▶ **Passage**
British food and drink exports to the EU have tumbled by more than a third since Brexit, reports The Guardian, citing new Food & Drink Federation figures highlighting how bureaucratic barriers have changed the relationship between the UK and its most important trading partner.
Gross domestic product (GDP) decreased by 0.1% in the month to January, down from growth of 0.4% in December, the ONS said today. Analysts had expected the economy to expand by 0.1%, reports The Times. The paper said the data was “illustrating the challenging backdrop looming over Rachel Reeves’s spring statement later this month”.
The Financial Times said it was “delivering a blow” to Reeves ahead of “her high-stakes” statement.
The Guardian, covering a report by the Food, Farming and Countryside Commission, reports that farmers’ incomes have remained stagnant since the 1970s despite improvements in productivity and a fall in the workforce. “This has been driven by falling prices for farm produce; as the UK has become more reliant on imports, supermarkets have taken over grocery shopping, and households are eating more ultra-processed food,” the article states.

▶ **Work to complete**
1 – Rewrite the paragraph of the UK economy roundup that begins "Gross domestic product (GDP) decreased" as a short bulleted list, keeping its main facts.
2 – Carry the UK economy roundup on past its final paragraph with another short item in the same style.
The listing has nothing to do with the UK economy roundup.

▶ **Source material**
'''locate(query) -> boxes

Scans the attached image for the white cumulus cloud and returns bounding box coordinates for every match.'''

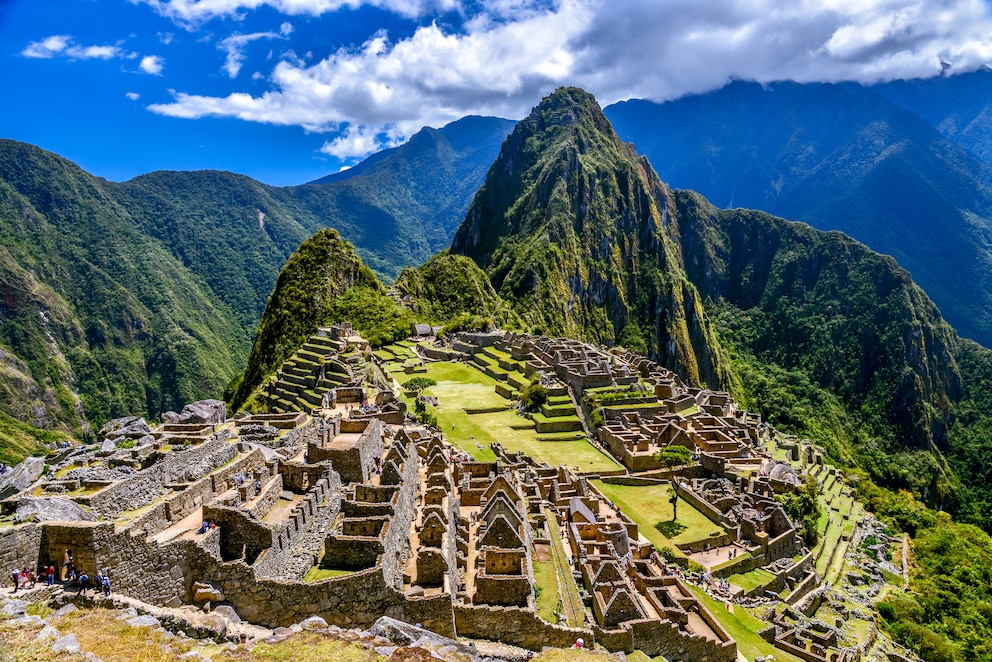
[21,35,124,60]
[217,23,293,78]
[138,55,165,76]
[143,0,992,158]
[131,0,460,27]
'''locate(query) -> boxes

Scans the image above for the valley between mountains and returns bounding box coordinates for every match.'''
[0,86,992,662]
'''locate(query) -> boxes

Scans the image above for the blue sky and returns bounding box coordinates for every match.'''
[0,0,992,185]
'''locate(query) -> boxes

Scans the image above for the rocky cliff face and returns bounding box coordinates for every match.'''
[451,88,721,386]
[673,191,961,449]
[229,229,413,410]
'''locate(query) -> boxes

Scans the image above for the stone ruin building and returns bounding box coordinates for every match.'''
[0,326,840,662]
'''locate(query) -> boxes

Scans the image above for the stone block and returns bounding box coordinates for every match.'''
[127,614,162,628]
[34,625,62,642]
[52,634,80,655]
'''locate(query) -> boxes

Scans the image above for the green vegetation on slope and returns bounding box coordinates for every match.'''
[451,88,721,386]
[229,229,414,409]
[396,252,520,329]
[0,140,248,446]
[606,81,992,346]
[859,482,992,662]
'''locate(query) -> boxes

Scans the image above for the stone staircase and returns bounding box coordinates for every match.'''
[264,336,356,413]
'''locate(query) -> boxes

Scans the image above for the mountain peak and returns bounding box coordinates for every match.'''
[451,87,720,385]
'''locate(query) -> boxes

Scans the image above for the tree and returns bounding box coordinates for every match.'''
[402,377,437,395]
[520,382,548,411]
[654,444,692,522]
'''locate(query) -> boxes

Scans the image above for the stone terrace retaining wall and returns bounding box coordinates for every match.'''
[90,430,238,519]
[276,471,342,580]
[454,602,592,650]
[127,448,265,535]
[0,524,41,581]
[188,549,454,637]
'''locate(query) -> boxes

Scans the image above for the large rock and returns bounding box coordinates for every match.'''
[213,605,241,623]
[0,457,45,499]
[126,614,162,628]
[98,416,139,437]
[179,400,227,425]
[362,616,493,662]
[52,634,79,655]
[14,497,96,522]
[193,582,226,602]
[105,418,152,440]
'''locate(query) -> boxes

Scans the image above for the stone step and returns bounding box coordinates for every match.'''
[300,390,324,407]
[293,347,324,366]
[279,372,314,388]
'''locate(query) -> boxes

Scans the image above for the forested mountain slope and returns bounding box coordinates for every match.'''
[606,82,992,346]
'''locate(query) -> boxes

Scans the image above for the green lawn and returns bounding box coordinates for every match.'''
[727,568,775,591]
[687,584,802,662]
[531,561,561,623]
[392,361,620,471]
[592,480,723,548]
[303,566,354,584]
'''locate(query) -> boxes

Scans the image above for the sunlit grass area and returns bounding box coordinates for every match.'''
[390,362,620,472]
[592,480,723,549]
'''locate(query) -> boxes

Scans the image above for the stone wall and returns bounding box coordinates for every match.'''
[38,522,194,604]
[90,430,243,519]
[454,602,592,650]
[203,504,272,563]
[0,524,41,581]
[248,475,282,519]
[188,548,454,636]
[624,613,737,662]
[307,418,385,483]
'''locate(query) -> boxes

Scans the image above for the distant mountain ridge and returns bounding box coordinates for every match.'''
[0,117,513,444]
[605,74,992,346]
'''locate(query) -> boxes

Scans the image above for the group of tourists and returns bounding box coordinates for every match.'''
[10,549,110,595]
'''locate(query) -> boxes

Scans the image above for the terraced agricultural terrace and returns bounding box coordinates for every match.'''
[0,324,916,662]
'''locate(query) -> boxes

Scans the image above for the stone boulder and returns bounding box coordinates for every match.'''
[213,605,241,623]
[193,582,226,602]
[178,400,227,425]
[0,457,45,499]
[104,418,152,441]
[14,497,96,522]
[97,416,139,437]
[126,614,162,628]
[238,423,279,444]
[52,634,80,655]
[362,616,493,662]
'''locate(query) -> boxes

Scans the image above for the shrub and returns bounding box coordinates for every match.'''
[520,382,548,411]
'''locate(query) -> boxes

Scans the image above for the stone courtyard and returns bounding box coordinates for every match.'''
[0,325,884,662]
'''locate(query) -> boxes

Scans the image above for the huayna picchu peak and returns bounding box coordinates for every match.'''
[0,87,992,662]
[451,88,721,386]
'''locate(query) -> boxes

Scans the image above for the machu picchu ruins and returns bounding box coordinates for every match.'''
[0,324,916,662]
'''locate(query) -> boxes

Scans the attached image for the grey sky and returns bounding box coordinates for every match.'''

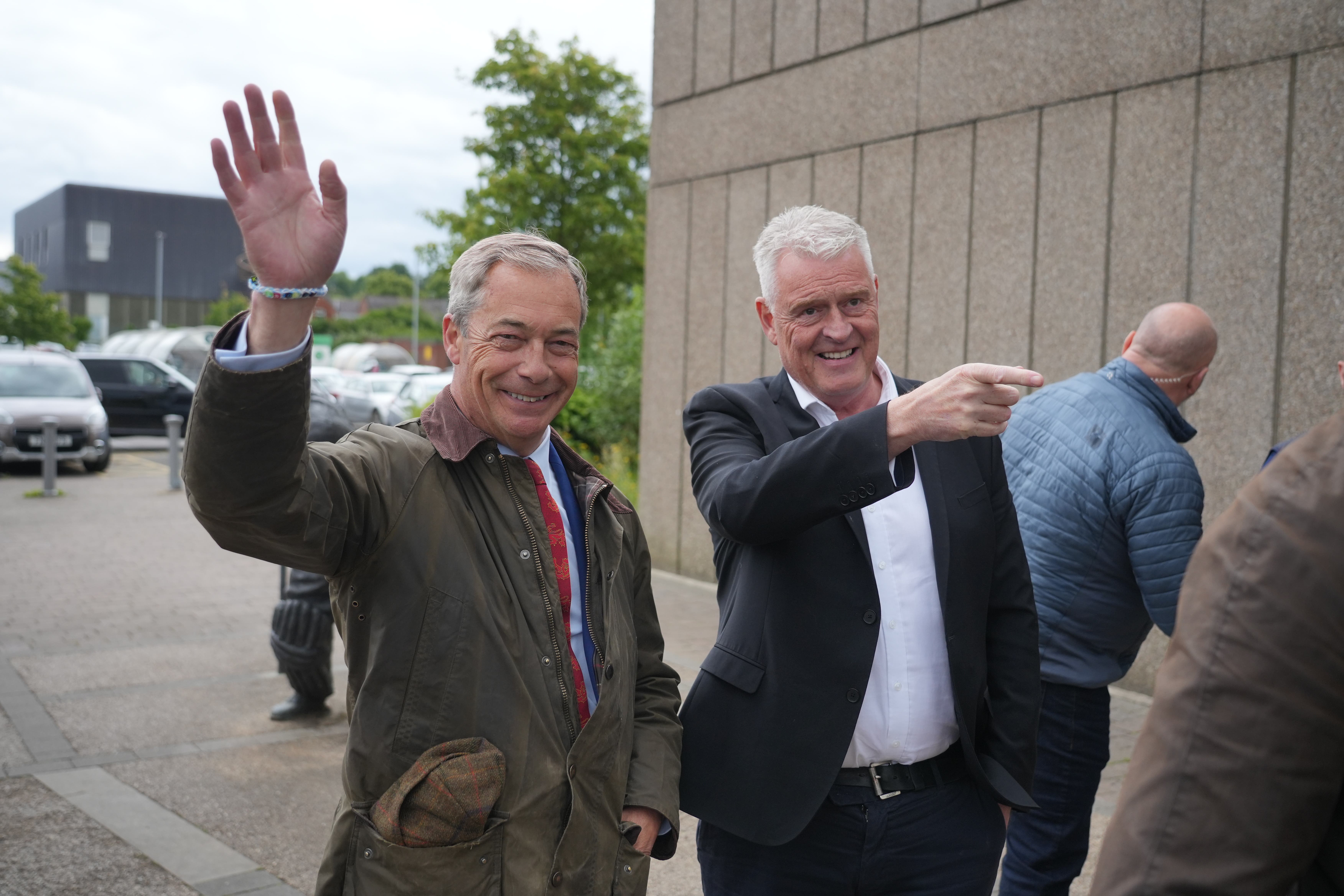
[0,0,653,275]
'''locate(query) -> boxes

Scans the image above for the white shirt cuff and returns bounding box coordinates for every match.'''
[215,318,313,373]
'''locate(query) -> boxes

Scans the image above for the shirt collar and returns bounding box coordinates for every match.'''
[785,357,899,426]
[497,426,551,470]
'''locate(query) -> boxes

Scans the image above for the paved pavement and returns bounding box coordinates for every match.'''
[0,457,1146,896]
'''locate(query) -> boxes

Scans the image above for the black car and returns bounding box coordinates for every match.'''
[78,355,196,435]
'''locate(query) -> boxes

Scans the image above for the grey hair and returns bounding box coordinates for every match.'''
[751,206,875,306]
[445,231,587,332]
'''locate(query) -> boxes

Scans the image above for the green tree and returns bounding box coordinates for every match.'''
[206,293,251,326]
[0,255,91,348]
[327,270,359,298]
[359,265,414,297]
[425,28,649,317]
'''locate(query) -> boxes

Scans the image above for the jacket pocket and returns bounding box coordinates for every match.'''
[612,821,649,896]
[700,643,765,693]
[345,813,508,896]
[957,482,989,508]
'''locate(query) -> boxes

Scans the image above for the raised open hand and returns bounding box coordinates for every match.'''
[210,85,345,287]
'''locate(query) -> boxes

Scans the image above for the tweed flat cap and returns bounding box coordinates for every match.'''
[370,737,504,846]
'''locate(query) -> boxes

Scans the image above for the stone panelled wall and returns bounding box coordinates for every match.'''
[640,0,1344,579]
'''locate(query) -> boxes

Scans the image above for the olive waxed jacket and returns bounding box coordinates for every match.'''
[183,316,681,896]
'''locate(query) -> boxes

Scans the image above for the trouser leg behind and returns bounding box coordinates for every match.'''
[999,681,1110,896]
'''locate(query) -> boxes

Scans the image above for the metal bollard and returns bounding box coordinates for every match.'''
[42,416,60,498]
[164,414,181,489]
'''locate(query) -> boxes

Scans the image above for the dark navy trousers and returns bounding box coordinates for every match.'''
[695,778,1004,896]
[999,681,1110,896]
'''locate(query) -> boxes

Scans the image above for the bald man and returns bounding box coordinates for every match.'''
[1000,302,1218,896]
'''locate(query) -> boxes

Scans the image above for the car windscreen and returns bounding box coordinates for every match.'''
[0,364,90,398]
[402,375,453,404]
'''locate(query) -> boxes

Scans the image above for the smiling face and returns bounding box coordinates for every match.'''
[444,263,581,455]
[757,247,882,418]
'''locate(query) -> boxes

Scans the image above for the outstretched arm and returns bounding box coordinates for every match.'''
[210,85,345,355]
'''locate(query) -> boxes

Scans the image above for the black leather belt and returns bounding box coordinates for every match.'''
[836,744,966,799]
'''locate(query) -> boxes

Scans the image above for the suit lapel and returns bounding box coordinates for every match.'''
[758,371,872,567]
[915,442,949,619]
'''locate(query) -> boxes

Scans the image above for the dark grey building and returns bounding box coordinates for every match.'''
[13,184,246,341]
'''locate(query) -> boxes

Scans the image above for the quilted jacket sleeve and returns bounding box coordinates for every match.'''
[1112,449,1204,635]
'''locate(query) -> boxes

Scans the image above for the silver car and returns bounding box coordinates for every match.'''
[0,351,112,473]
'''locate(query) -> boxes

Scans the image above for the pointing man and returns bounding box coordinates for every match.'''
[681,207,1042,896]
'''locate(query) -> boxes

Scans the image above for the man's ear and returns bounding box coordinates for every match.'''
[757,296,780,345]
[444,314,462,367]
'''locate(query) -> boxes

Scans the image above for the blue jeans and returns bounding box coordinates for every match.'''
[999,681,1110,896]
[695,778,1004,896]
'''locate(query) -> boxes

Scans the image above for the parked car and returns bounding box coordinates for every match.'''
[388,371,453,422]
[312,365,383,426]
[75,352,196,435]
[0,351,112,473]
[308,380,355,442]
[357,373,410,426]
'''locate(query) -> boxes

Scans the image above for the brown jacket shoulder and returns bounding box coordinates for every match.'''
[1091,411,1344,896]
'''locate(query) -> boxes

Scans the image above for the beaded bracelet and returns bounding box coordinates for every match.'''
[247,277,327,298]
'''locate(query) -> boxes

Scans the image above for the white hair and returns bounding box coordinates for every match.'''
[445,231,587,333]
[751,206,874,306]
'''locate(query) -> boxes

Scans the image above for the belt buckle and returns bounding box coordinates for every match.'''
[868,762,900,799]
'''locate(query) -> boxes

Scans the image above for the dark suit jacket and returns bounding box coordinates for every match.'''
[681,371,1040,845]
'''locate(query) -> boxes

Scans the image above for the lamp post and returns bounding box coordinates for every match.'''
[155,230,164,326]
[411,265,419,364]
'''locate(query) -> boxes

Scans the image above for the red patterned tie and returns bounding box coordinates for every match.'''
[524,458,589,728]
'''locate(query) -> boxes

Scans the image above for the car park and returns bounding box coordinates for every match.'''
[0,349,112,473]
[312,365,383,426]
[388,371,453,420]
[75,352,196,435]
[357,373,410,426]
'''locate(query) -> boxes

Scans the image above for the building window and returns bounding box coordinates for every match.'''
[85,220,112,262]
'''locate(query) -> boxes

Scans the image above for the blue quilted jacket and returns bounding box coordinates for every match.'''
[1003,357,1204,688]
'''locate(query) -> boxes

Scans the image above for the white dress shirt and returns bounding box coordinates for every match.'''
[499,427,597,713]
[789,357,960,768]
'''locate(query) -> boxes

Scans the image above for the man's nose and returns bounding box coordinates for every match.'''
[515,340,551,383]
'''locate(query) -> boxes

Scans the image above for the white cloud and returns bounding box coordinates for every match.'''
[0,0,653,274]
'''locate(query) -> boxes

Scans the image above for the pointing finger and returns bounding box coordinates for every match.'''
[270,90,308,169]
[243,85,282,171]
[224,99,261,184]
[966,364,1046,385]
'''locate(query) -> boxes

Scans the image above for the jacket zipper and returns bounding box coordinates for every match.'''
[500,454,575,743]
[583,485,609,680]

▶ **Answer section**
1 –
- GDP fell 0.1% in the month to January, after growing 0.4% in December, according to the ONS.
- Analysts had expected 0.1% growth, The Times reports.
- The Times said the data shows the difficult backdrop facing Rachel Reeves's spring statement later this month.

2 –
Every McDonald’s in Britain has been warned its owners could face legal action if they fail to take steps to protect staff from sexual abuse, reports the BBC. The equality watchdog has written to all 1,400 branches telling them they must comply with their legal duties, or risk enforcement action, after a BBC investigation uncovered claims of a toxic culture of sexual assault and harassment.
The ONS yesterday postponed the imminent release of trade data after it identified an error dating back to 2023, reports The Financial Times, “in a further admission of the problems the body faces assuring the quality of its figures”.
It plans to publish the corrected trade data for both goods and services in full on 28 March. The delay, announced with one day’s notice, “will fuel questions over the reliability of figures produced by the ONS”, the paper reports, after “long-running problems with a key survey on the state of the labour market were criticised by politicians and the Bank of England”.